» **Your objective**
Repeat every record below, word for word.

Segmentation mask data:
_____

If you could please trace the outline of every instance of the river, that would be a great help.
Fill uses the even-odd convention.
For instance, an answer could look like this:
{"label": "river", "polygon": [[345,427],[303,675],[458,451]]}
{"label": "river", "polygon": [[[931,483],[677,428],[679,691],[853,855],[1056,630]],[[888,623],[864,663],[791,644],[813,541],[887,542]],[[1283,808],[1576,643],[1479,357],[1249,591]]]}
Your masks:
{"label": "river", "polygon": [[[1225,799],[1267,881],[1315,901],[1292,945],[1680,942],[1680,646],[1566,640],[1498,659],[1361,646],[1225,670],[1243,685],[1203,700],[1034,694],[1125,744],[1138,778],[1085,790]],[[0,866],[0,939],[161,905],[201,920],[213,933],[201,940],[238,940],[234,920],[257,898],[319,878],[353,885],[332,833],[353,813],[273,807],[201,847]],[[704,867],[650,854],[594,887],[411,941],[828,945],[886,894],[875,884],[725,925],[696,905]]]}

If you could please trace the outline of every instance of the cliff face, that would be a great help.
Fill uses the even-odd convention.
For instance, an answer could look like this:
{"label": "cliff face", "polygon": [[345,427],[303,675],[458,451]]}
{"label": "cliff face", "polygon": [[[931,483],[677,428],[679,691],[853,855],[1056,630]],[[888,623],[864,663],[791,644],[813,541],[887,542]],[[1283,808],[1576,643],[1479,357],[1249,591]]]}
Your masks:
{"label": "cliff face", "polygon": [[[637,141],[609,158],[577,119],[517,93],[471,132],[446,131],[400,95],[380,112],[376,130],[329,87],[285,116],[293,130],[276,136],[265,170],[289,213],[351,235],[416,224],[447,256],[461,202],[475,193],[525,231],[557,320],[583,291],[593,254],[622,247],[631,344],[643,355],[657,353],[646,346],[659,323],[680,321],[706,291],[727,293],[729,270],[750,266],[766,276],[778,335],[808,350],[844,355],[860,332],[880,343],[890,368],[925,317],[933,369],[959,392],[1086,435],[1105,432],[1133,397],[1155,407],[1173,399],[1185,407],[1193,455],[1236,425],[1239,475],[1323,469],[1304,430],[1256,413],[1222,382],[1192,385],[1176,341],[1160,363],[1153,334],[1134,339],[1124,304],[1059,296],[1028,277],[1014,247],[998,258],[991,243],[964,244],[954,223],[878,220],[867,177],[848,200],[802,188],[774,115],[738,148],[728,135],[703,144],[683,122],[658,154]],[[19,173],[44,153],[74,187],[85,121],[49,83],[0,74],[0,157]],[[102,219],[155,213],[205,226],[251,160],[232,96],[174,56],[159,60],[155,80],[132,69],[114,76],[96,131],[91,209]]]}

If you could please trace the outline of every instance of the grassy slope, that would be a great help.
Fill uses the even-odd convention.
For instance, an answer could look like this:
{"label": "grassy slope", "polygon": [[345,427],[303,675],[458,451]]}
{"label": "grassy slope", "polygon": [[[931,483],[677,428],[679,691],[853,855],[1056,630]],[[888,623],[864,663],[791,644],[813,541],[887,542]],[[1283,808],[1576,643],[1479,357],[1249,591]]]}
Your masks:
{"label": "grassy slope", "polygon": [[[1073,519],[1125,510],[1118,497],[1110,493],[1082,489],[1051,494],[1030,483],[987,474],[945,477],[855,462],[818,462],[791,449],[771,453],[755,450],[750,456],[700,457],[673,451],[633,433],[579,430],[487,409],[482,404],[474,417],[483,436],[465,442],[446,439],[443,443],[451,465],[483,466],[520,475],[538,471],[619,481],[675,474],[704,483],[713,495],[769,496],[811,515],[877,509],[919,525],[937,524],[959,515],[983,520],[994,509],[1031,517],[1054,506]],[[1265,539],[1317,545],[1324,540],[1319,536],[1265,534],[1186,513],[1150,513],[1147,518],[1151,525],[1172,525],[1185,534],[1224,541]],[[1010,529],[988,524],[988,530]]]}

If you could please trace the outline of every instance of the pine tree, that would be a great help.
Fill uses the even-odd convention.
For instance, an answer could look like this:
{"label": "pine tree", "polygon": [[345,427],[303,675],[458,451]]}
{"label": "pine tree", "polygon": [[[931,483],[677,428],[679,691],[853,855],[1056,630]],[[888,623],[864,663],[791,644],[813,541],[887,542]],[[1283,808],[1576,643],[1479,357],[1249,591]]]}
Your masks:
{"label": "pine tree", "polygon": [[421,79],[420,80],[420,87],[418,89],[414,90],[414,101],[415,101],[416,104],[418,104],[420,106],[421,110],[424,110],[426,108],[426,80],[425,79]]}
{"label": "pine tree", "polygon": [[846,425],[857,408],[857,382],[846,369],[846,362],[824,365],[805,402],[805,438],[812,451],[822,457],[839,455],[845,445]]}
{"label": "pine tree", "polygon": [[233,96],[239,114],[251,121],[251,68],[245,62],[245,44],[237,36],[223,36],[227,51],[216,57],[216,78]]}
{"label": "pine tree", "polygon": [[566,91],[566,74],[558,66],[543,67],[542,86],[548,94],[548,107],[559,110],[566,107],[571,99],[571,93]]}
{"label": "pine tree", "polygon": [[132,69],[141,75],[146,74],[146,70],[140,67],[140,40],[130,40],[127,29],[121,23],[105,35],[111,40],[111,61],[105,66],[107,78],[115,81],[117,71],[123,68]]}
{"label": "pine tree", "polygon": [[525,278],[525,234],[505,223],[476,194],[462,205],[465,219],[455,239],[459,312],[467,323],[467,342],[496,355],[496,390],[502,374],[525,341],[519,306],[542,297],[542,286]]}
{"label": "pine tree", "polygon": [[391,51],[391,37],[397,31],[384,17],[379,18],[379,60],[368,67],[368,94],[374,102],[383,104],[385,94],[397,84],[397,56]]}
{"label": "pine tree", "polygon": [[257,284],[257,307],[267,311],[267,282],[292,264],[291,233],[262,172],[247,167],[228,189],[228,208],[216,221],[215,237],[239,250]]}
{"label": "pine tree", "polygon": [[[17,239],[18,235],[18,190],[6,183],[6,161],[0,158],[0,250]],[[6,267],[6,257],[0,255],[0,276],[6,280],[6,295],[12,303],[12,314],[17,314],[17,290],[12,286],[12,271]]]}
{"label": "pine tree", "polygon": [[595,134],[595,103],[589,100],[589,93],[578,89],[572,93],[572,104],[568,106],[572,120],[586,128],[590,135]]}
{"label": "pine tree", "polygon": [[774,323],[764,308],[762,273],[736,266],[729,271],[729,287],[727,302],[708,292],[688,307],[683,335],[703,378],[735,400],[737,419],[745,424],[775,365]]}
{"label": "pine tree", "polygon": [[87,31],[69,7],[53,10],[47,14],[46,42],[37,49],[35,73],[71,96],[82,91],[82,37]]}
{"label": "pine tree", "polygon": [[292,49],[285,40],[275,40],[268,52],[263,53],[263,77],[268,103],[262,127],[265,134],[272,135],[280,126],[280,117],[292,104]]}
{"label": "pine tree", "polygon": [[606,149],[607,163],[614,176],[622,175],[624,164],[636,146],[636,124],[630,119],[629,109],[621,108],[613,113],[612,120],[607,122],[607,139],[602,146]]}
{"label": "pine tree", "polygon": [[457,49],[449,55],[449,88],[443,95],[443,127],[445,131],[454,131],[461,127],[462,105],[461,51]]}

_____

» **Answer**
If you could please trace the outline of every instance of the river, that would be a great help.
Fill uses the even-odd convention.
For instance, an answer could look like this:
{"label": "river", "polygon": [[345,427],[303,675],[458,451]]}
{"label": "river", "polygon": [[[931,483],[677,428],[679,691],[853,855],[1056,630]],[[888,623],[864,663],[791,644],[813,541],[887,542]],[[1283,808],[1576,643],[1479,357],[1249,591]]]}
Your masks:
{"label": "river", "polygon": [[[1225,799],[1267,881],[1315,901],[1292,945],[1680,942],[1680,646],[1566,640],[1498,659],[1361,646],[1225,670],[1243,685],[1203,700],[1034,694],[1125,744],[1138,778],[1085,790]],[[0,866],[0,939],[161,905],[201,920],[213,933],[201,940],[238,940],[234,920],[257,898],[319,878],[353,885],[332,833],[353,813],[273,807],[201,847]],[[704,867],[650,854],[594,887],[411,941],[828,945],[886,894],[875,884],[725,925],[696,905]]]}

If you could please trace the outline of every instance of the cliff face, that would be a great help.
Fill uses the even-odd convention.
For instance, an answer could look like this:
{"label": "cliff face", "polygon": [[345,427],[303,675],[458,451]]}
{"label": "cliff face", "polygon": [[[931,483],[677,428],[679,691],[853,855],[1056,630]],[[888,623],[864,663],[791,644],[813,541],[887,542]],[[1283,808],[1576,643],[1479,357],[1249,591]]]}
Your masks:
{"label": "cliff face", "polygon": [[[637,141],[609,158],[577,119],[517,93],[471,132],[446,131],[400,95],[380,112],[376,130],[329,87],[285,116],[293,130],[276,136],[265,170],[289,213],[351,235],[416,224],[447,256],[461,202],[475,193],[525,231],[557,320],[583,291],[593,254],[622,247],[631,344],[643,355],[657,353],[646,346],[659,323],[680,321],[706,291],[727,293],[729,270],[750,266],[766,276],[778,335],[808,350],[844,355],[860,332],[880,343],[890,368],[925,317],[933,369],[959,392],[1086,435],[1105,432],[1133,397],[1155,407],[1173,399],[1185,407],[1193,455],[1236,425],[1239,475],[1323,469],[1304,430],[1256,413],[1222,382],[1192,385],[1176,341],[1160,363],[1153,334],[1134,339],[1124,304],[1059,296],[1028,277],[1014,247],[998,258],[991,243],[964,244],[954,223],[878,220],[867,177],[848,200],[802,188],[774,115],[738,148],[728,135],[703,144],[683,122],[658,154]],[[19,173],[44,153],[74,187],[85,121],[49,83],[0,74],[0,157]],[[102,219],[155,213],[205,226],[251,160],[232,96],[174,56],[159,60],[155,80],[132,69],[114,76],[96,131],[91,209]]]}

If you could please trace the outline of every instance of the grassy slope, that would be a great help.
Fill uses the even-odd convention.
For instance, an answer could look like this:
{"label": "grassy slope", "polygon": [[345,427],[303,675],[458,451]]}
{"label": "grassy slope", "polygon": [[[931,483],[677,428],[679,691],[853,855],[1056,630]],[[888,623],[864,663],[791,644],[813,541],[887,542]],[[1283,808],[1576,643],[1479,357],[1249,591]]]}
Your masks:
{"label": "grassy slope", "polygon": [[[1073,519],[1125,510],[1118,497],[1110,493],[1082,489],[1051,494],[1030,483],[987,474],[945,477],[855,462],[818,462],[791,449],[771,453],[755,450],[750,456],[700,457],[673,451],[633,433],[579,430],[487,409],[482,404],[474,417],[483,436],[465,442],[446,439],[443,443],[451,465],[483,466],[520,475],[538,471],[619,481],[675,474],[704,483],[713,495],[769,496],[811,515],[877,509],[919,525],[937,524],[959,515],[983,520],[994,509],[1031,517],[1054,506]],[[1265,539],[1317,545],[1324,540],[1319,536],[1265,534],[1186,513],[1150,513],[1147,518],[1151,525],[1172,525],[1185,534],[1224,541]],[[1010,529],[988,524],[988,530]]]}

If you could please trace the outline of every instance of the pine tree, that would be a great help.
Fill uses the even-odd convention.
For instance, an answer could look like this:
{"label": "pine tree", "polygon": [[345,427],[303,675],[458,451]]}
{"label": "pine tree", "polygon": [[[931,483],[677,428],[679,691],[853,855],[1056,630]],[[888,623],[864,663],[791,644],[813,541],[887,542]],[[1283,808],[1576,643],[1479,357],[1249,591]]]}
Your masks:
{"label": "pine tree", "polygon": [[421,79],[420,80],[420,87],[418,89],[414,90],[414,101],[415,101],[416,104],[418,104],[420,106],[421,110],[424,110],[426,108],[426,80],[425,79]]}
{"label": "pine tree", "polygon": [[846,425],[857,408],[857,382],[846,369],[846,362],[824,365],[805,402],[805,438],[812,451],[822,457],[839,455],[845,445]]}
{"label": "pine tree", "polygon": [[233,96],[239,114],[251,121],[251,68],[245,62],[245,44],[237,36],[223,36],[227,51],[216,57],[216,78]]}
{"label": "pine tree", "polygon": [[566,91],[566,74],[558,66],[543,67],[542,86],[548,94],[548,107],[559,110],[566,107],[571,99],[571,93]]}
{"label": "pine tree", "polygon": [[132,69],[141,75],[146,74],[146,70],[140,67],[140,40],[130,40],[127,29],[121,23],[105,35],[111,40],[111,61],[105,66],[107,78],[115,81],[117,71],[123,68]]}
{"label": "pine tree", "polygon": [[525,278],[525,234],[505,223],[476,194],[462,205],[465,219],[455,239],[459,312],[467,323],[467,342],[496,355],[496,390],[502,374],[525,341],[519,306],[542,297],[542,286]]}
{"label": "pine tree", "polygon": [[391,51],[391,37],[397,31],[384,17],[379,18],[379,60],[368,67],[368,94],[374,102],[383,104],[385,94],[397,84],[397,56]]}
{"label": "pine tree", "polygon": [[257,284],[257,307],[267,311],[267,282],[292,264],[291,233],[262,172],[247,167],[228,189],[228,208],[216,221],[215,237],[239,250]]}
{"label": "pine tree", "polygon": [[[17,239],[18,235],[18,190],[6,183],[6,161],[0,158],[0,250]],[[6,267],[6,257],[0,255],[0,276],[6,280],[6,295],[12,303],[12,314],[17,314],[17,290],[12,286],[12,271]]]}
{"label": "pine tree", "polygon": [[595,134],[595,103],[589,100],[589,93],[578,89],[572,93],[572,104],[568,106],[572,120],[586,128],[590,135]]}
{"label": "pine tree", "polygon": [[774,323],[764,308],[762,273],[736,266],[729,271],[729,287],[727,302],[708,292],[688,307],[683,335],[703,378],[735,400],[737,419],[745,424],[775,365]]}
{"label": "pine tree", "polygon": [[87,31],[69,7],[53,10],[47,14],[46,42],[37,49],[35,73],[71,96],[82,91],[82,37]]}
{"label": "pine tree", "polygon": [[292,49],[285,40],[275,40],[268,52],[263,53],[263,77],[268,103],[262,127],[265,134],[272,135],[280,126],[280,117],[292,104]]}
{"label": "pine tree", "polygon": [[606,149],[607,163],[614,176],[622,175],[624,164],[636,146],[636,124],[630,119],[629,109],[621,108],[613,113],[612,120],[607,122],[607,139],[602,146]]}
{"label": "pine tree", "polygon": [[457,49],[449,55],[449,88],[443,95],[443,127],[445,131],[454,131],[461,127],[462,105],[461,51]]}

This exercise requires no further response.